■ Texte proposé
Le déclin de l'Occident

     Si la supériorité de l'Occident est seulement conjoncturelle (occasionnée par une conjonction de facteurs favorables), rien ne dit qu'elle sera pérenne. Au contraire, remarque l'auteur, tout indique qu'elle est déjà engagée dans un déclin inévitable. On lira avec grand profit tous les développements qu'il consacre aux XXème et XXIème siècles, ainsi qu'aux hypothèses qu'il risque sur un avenir plus éloigné encore – ces chapitres sont des ajouts de l'édition de 2007. [Plus exactement ces chapitres ont été entièrement revus et complétés.]
     La domination européenne sur le monde arrive à terme à la fin de la seconde guerre mondiale. S'ouvre alors une période de domination «néo-européenne», sur le modèle d'un «système double» Etats-Unis-URSS. Il s'agit là en effet de deux extensions du modèle de développement européen, dont les principes technoscientifiques dérivent directement de la culture européenne. Cette période néo-européenne est à l'Europe ce que la période hellénistique est à la Grèce: une continuation à une plus large échelle.

■ Données fournies
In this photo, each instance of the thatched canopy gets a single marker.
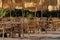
(24, 4)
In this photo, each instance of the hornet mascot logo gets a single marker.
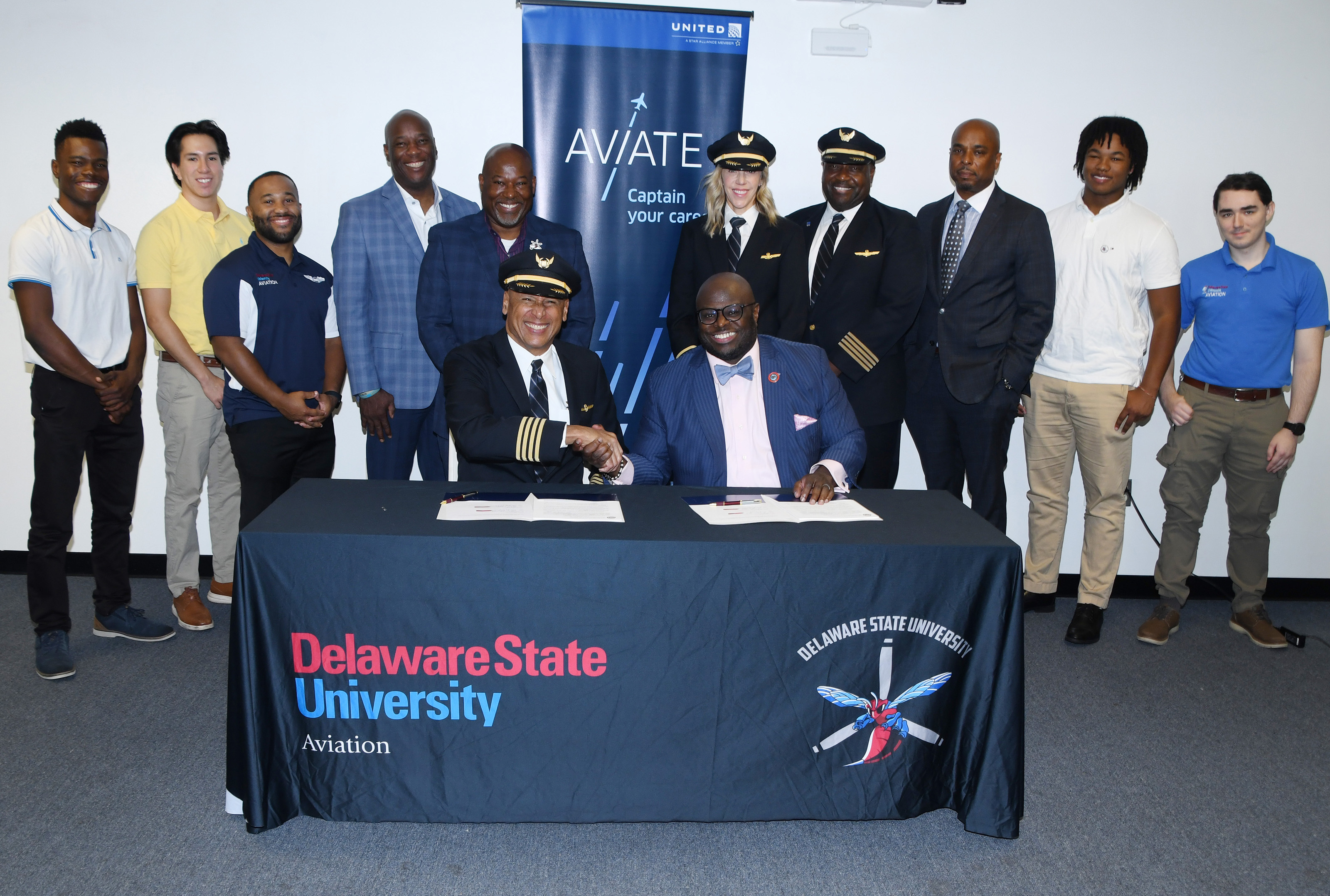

■ Consigne
Pour chacune des affirmations suivantes, indiquez par oui ou par non si elle s'accorde avec le texte sur le déclin de l'Occident, et citez mot pour mot le passage qui permet de trancher. (a) La domination européenne sur le monde prend fin à la fin de la seconde guerre mondiale. (b) La supériorité de l'Occident est assurée de durer. (c) Les modèles des États-Unis et de l'URSS s'opposent au modèle de développement européen. Les données n'interviennent pas dans cet exercice.

■ Réponse
(a) Oui : « La domination européenne sur le monde arrive à terme à la fin de la seconde guerre mondiale. »
(b) Non : « rien ne dit qu'elle sera pérenne ».
(c) Non : « Il s'agit là en effet de deux extensions du modèle de développement européen ».